LA CORTE SUPREMA DI CASSAZIONE
SEZIONE SECONDA CIVILE
Composta dagli Ill.mi Sigg.ri Magistrati:
Dott. D’ASCOLA Pasquale – Presidente –
Dott. CARRATO Aldo – rel. Consigliere –
Dott. SCARPA Antonio – Consigliere –
Dott. GIANNACCARI Rossana – Consigliere –
Dott. CRISCUOLO Mauro – Consigliere –
ha pronunciato la seguente:
SENTENZA
sul ricorso (iscritto al N.R.G. 3270/16) proposto da:
C.G., (C.F.: *****), rappresentata e difesa, in virtù
di procura speciale apposta in calce alla memoria di costituzione del 1 settembre 2017 (depositata il 10 ottobre 2017), dall’Avv. Stefano Pericoli, e domiciliata “ex lege” presso la Cancelleria civile della Corte di cassazione, in Roma, piazza Cavour;
– ricorrente –
contro
B.P., (C.F.: *****), rappresentato e difeso, in virtù di procura speciale in calce al controricorso, dagli Avv.ti Andrea Graziani, Leonardo Zanotti, e Nicolò Zanotti, ed elettivamente domiciliato presso lo studio del primo, in Roma, p.le Clodio, n. 14;
– controricorrente –
avverso la sentenza della Corte di appello di Firenze n. 1775/2015 (depositata il 20 ottobre 2015);
Udita la relazione della causa svolta nella Camera di consiglio del 25 maggio 2021 dal Consigliere relatore Dott. Aldo Carrato;
lette le conclusioni del P.G., in persona del Sostituto Procuratore Generale Dott. Corrado Mistri, con le quali ha chiesto dichiararsi l’inammissibilità del ricorso e, in subordine, rigettarlo;
letta la memoria depositata dalla difesa della ricorrente ai sensi dell’art. 378 c.p.c..
RILEVATO IN FATTO
1. Con atto di citazione tempestivamente notificato, la sig.ra C.G. si opponeva al Decreto Ingiuntivo n. 353 del 2012, emesso dal Tribunale di Pisa per l’importo di Euro 18.720,00 emesso a favore del commercialista Dott. B.P., a titolo di compensi relativi al contratto di consulenza stipulato il 21 novembre 2007. A sostegno della formulata opposizione la C. adduceva la fittizietà del citato contratto, essendo esso, invero, volto a mascherare corrispettivi per la cessione di una quota di partecipazione nella GST Computer s.r.l..
Nella costituzione dell’opposto, il Tribunale adito, con sentenza n. 21/2014, rigettava la proposta opposizione.
2. Interposto appello da parte della C. e nella resistenza dell’appellato, la Corte di appello di Firenze, con sentenza n. 1775/2015 (depositata il 20 ottobre 2015), rigettava il gravame e condannava l’appellante al pagamento delle spese del grado.
A fondamento dell’adottata pronuncia la Corte toscana rilevava che, in effetti, la simulazione addotta dalla C. non era rimasta provata e, in ogni caso, sulla base della situazione fattuale dalla stessa prospettata, non era idonea ad escludere la debenza della somma oggetto del decreto ingiuntivo. Inoltre, le eccezioni dalla medesima sollevate con riferimento alla mancata esecuzione e/o di imputazione e/o di estinzione degli obblighi contrattuali si dovevano ritenere privi di giuridica consistenza.

Estratti di un dataset di etichettatura di punti
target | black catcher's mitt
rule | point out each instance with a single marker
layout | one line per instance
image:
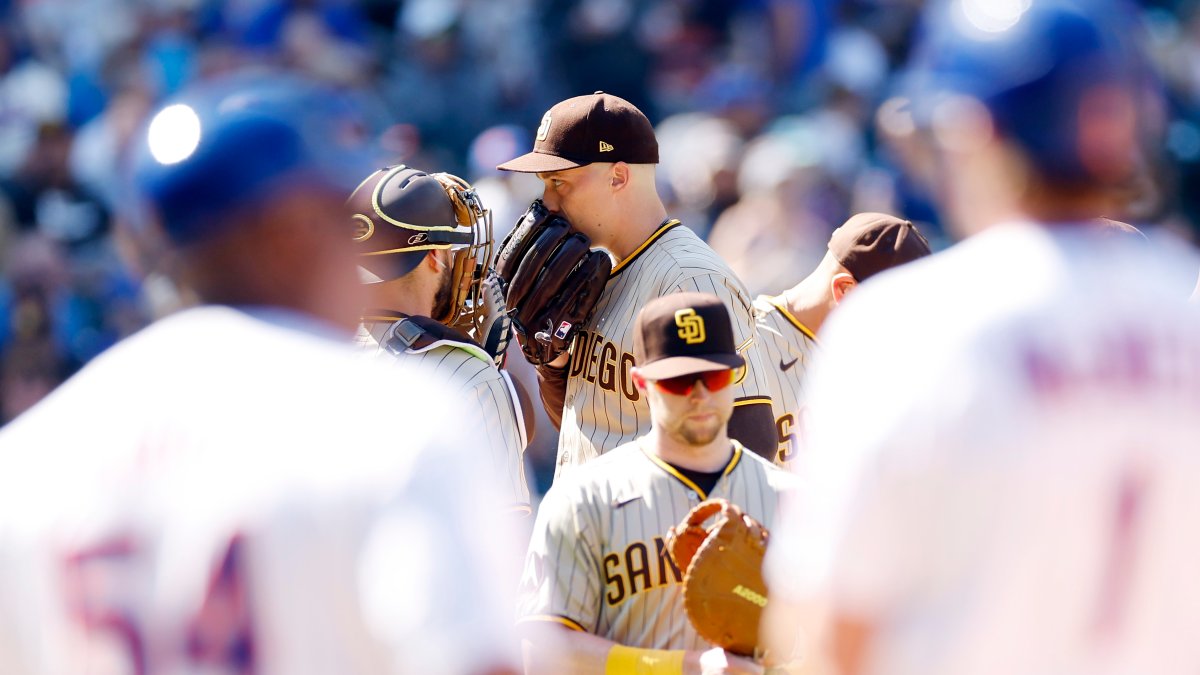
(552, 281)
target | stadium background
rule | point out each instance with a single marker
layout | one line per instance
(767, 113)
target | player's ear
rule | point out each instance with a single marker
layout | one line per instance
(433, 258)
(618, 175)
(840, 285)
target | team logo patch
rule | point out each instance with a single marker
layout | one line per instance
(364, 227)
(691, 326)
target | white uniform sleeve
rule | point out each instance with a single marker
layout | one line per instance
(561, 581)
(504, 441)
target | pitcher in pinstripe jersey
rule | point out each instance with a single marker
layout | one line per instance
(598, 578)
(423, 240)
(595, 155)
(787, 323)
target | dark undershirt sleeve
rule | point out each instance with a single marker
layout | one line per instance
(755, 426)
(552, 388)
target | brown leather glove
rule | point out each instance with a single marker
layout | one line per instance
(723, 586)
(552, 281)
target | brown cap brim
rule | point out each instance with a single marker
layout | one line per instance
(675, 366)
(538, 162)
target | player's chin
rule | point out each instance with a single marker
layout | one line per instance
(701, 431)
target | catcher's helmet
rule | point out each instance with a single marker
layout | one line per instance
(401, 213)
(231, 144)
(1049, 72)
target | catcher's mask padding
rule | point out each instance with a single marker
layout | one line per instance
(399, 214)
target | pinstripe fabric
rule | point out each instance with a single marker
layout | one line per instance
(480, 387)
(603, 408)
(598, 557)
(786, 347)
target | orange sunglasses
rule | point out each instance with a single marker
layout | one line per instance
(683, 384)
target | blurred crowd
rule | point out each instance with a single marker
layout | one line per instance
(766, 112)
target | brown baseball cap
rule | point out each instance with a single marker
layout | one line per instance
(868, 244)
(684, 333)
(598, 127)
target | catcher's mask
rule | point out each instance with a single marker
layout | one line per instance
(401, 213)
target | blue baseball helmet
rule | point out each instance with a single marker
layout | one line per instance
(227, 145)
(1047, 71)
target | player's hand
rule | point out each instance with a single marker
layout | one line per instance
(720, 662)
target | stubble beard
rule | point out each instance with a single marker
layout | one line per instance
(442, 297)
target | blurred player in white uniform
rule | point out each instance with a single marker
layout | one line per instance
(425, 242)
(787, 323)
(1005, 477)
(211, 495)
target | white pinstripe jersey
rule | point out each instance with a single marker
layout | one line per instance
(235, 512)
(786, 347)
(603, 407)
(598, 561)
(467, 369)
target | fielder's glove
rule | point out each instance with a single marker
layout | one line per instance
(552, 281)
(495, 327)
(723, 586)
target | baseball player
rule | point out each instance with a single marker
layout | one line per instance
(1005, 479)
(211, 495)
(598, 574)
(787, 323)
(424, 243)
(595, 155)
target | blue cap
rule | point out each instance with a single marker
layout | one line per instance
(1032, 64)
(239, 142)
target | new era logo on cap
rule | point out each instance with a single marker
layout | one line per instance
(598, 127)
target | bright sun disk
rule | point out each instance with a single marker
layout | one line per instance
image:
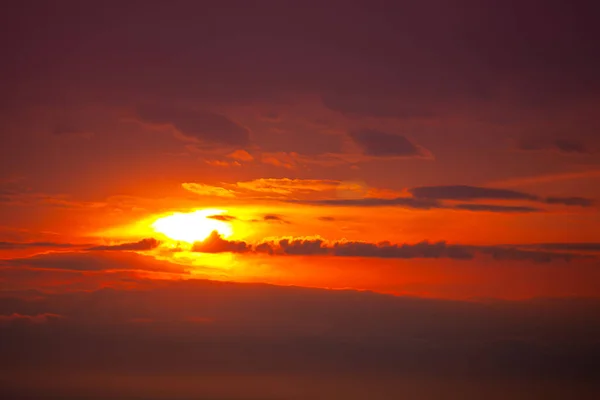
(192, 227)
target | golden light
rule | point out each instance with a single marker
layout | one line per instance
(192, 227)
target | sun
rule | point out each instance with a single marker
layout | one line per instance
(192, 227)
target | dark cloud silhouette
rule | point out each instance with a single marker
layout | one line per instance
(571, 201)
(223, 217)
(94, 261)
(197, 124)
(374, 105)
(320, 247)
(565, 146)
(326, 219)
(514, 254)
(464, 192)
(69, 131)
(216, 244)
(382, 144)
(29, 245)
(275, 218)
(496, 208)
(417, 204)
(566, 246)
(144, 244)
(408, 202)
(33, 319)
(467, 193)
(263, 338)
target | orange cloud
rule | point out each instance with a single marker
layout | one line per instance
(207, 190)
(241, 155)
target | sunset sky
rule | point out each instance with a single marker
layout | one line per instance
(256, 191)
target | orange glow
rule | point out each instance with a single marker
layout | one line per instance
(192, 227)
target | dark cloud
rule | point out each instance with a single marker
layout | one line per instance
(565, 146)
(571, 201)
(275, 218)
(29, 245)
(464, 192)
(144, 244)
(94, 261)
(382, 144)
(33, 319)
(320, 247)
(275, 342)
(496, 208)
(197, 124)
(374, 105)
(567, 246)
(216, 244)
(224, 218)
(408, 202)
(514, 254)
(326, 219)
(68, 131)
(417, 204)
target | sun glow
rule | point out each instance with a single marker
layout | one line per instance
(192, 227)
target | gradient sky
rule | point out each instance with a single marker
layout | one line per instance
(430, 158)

▸ Istruzioni esercizio
Estrai dalla sentenza il passo compreso tra "A fondamento dell’adottata" e "di giuridica consistenza.", estremi inclusi, copiandolo senza alcuna modifica. I record sono materiale a sé, distinto dalla sentenza.

▸ Soluzione
A fondamento dell’adottata pronuncia la Corte toscana rilevava che, in effetti, la simulazione addotta dalla C. non era rimasta provata e, in ogni caso, sulla base della situazione fattuale dalla stessa prospettata, non era idonea ad escludere la debenza della somma oggetto del decreto ingiuntivo. Inoltre, le eccezioni dalla medesima sollevate con riferimento alla mancata esecuzione e/o di imputazione e/o di estinzione degli obblighi contrattuali si dovevano ritenere privi di giuridica consistenza.